::: Brano di riferimento

Quattro anni dopo, l’Europa deve nuovamente fare i conti con la polveriera dei Balcani. A nulla valgono le risoluzioni dell’Onu, che intimano alle milizie di Milosevic di por fine alle violenze contro la popolazione kosovara. Falliti i tentativi negoziali a Rambouillet, si rafforza così l’idea della necessità della “guerra morale”. L’opinione pubblica americana non guarda, però, di buon occhio l’ennesima operazione “fuori area” volta a districare il bandolo della matassa europea. Sulla scelta americana peserà, non poco, la forte pressione su Washington della “Vecchia Europa”. Alla fine, la guerra si farà con l’opposizione della sola Grecia. Se quindi politicamente l’Unione Europea si mostrerà compatta in questa occasione, tuttavia la “guerra umanitaria” sarà possibile solo grazie agli americani, che copriranno l’80 per cento dello sforzo militare. Un intervento, quello in Kosovo, condotto sotto il vessillo della Nato al di fuori delle Nazioni Unite, che non vengono investite della questione. Gli americani e gli europei sanno infatti che, al Consiglio di Sicurezza, la Russia opporrebbe il veto ad una risoluzione-ultimatum a Belgrado, tradizionalmente vicina alle posizioni di Mosca.

::::::
::: Record forniti

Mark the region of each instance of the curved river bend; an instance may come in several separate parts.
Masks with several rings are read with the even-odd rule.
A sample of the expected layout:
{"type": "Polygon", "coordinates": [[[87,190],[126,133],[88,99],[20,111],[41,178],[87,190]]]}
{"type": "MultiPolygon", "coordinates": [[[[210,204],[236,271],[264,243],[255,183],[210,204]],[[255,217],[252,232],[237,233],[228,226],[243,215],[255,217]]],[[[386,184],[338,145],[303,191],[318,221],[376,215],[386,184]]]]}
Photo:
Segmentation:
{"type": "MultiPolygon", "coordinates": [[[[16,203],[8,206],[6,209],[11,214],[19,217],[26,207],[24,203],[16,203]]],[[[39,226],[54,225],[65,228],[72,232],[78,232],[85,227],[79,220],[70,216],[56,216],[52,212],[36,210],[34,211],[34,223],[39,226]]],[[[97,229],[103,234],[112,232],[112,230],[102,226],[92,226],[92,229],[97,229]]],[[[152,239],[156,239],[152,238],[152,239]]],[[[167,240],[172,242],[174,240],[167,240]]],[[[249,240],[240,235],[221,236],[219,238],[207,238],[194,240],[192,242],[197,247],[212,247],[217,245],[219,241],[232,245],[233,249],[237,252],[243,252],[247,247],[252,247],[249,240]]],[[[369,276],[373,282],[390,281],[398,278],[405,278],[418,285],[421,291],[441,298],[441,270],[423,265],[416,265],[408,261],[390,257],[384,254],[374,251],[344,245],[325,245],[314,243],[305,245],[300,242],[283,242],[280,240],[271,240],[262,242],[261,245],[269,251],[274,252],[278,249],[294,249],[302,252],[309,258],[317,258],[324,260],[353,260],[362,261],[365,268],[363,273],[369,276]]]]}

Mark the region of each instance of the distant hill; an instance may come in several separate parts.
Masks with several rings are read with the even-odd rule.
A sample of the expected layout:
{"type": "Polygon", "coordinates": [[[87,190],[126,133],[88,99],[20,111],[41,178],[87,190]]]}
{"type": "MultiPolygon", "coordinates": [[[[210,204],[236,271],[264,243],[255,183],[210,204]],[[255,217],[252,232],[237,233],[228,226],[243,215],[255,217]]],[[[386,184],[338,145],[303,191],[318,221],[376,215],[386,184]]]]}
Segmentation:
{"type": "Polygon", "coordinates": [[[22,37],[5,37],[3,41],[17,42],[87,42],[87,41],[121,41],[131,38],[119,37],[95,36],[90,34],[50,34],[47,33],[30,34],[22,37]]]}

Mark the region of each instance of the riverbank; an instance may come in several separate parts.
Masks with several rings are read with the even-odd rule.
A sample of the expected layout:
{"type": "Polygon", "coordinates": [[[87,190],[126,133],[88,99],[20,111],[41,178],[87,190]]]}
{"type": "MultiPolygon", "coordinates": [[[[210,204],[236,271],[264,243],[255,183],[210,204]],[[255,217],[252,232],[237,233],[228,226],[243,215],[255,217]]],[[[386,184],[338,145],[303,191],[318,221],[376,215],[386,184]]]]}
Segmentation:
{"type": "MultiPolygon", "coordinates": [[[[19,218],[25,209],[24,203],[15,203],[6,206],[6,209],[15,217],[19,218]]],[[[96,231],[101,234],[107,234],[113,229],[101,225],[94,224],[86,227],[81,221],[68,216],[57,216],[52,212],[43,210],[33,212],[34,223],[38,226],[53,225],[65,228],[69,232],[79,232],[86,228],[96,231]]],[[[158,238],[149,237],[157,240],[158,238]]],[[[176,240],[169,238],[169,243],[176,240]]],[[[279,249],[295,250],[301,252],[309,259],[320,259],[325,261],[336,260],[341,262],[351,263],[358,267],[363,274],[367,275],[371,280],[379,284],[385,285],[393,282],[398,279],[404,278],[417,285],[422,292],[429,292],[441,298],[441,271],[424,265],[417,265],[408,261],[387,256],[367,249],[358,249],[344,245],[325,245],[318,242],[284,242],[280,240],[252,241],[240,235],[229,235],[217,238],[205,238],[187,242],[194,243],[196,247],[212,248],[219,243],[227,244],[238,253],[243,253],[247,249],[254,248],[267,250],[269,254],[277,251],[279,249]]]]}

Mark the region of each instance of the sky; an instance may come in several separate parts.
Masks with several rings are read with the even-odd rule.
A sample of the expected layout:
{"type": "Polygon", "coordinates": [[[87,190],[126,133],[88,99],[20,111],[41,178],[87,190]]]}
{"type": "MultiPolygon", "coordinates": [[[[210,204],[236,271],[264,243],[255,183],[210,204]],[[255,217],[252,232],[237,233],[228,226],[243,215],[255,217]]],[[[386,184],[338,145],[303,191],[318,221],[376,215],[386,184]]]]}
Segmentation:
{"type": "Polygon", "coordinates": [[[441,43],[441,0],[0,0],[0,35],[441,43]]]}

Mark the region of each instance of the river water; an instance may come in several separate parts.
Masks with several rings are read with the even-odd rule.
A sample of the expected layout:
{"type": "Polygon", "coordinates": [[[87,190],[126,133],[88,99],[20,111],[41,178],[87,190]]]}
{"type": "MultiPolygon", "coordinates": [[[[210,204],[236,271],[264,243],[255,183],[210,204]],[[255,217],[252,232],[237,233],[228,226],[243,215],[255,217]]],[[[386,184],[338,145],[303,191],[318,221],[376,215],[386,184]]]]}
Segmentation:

::::::
::: Record forniti

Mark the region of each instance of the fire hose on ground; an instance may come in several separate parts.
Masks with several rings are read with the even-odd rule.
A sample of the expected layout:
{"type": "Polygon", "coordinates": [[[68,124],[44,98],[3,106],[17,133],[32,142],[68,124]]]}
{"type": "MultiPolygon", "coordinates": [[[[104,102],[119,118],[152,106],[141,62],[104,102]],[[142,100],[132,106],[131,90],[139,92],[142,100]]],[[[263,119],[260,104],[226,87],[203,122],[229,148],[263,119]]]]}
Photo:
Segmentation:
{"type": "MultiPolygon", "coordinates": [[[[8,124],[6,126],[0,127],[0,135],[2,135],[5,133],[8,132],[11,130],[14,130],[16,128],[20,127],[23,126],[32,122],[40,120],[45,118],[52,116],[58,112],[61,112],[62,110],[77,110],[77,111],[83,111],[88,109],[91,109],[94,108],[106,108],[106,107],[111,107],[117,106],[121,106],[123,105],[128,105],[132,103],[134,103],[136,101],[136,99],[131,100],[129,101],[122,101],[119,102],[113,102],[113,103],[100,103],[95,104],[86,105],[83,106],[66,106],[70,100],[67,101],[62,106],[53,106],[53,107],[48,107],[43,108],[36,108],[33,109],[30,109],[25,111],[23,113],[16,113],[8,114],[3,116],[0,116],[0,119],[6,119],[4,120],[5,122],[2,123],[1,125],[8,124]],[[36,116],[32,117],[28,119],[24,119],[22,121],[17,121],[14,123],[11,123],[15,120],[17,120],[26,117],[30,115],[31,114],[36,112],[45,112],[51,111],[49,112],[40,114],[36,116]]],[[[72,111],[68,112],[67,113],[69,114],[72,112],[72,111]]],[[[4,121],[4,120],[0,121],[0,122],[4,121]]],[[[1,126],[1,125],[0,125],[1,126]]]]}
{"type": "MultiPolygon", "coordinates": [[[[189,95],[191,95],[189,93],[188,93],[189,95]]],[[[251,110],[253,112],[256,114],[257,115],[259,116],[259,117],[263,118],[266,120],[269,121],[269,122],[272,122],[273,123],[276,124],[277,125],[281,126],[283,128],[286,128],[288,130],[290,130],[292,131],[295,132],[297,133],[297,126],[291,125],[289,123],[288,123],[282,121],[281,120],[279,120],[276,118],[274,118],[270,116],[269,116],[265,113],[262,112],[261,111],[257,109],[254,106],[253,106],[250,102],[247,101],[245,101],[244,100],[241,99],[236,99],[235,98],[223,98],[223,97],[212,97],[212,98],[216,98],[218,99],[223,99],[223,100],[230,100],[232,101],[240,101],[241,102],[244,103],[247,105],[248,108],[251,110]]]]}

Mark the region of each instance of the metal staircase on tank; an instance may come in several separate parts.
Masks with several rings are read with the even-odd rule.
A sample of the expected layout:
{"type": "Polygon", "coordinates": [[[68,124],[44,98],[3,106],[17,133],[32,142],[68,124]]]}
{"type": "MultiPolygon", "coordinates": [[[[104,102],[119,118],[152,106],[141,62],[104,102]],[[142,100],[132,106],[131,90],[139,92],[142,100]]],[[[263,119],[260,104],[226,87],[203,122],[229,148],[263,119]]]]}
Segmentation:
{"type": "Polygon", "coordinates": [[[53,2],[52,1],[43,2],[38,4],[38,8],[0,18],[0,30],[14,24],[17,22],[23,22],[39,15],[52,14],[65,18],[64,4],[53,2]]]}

::::::

Istruzioni ▸
**A)** Riscrivi come elenco puntato il paragrafo del brano sull'intervento in Kosovo che comincia con «Quattro anni dopo», mantenendone i fatti principali.
**B)** Riassumi in due frasi il brano sull'intervento in Kosovo.
**C)** Nel brano sull'intervento in Kosovo, quale quota dello sforzo militare viene coperta dagli americani?
I record non hanno alcun ruolo in questo lavoro.

Risposte ai compiti ▸
**A)**
- L'Europa torna a confrontarsi con la crisi dei Balcani.
- Le risoluzioni dell'Onu che chiedono alle milizie di Milosevic di fermare le violenze contro i kosovari restano inascoltate.
- Dopo il fallimento dei negoziati di Rambouillet prende forza l'idea di una "guerra morale".
- L'opinione pubblica americana è contraria a un'altra operazione "fuori area".
- La forte pressione della "Vecchia Europa" su Washington influisce sulla decisione americana.
- Alla guerra si oppone solo la Grecia.
- L'Unione Europea è politicamente compatta, ma gli Stati Uniti sostengono l'80 per cento dello sforzo militare.
- L'intervento si svolge sotto la Nato, senza coinvolgere le Nazioni Unite.
- Al Consiglio di Sicurezza la Russia, tradizionalmente vicina a Belgrado, metterebbe il veto a una risoluzione-ultimatum.

**B)** Falliti le risoluzioni dell'Onu e i negoziati di Rambouillet, l'Europa affronta di nuovo la crisi balcanica. Nonostante la diffidenza dell'opinione pubblica americana, la pressione europea su Washington porta a una guerra contrastata solo dalla Grecia e condotta dalla Nato al di fuori delle Nazioni Unite, per evitare il veto russo, con gli americani a coprire l'80 per cento dello sforzo militare.

**C)** L'80 per cento.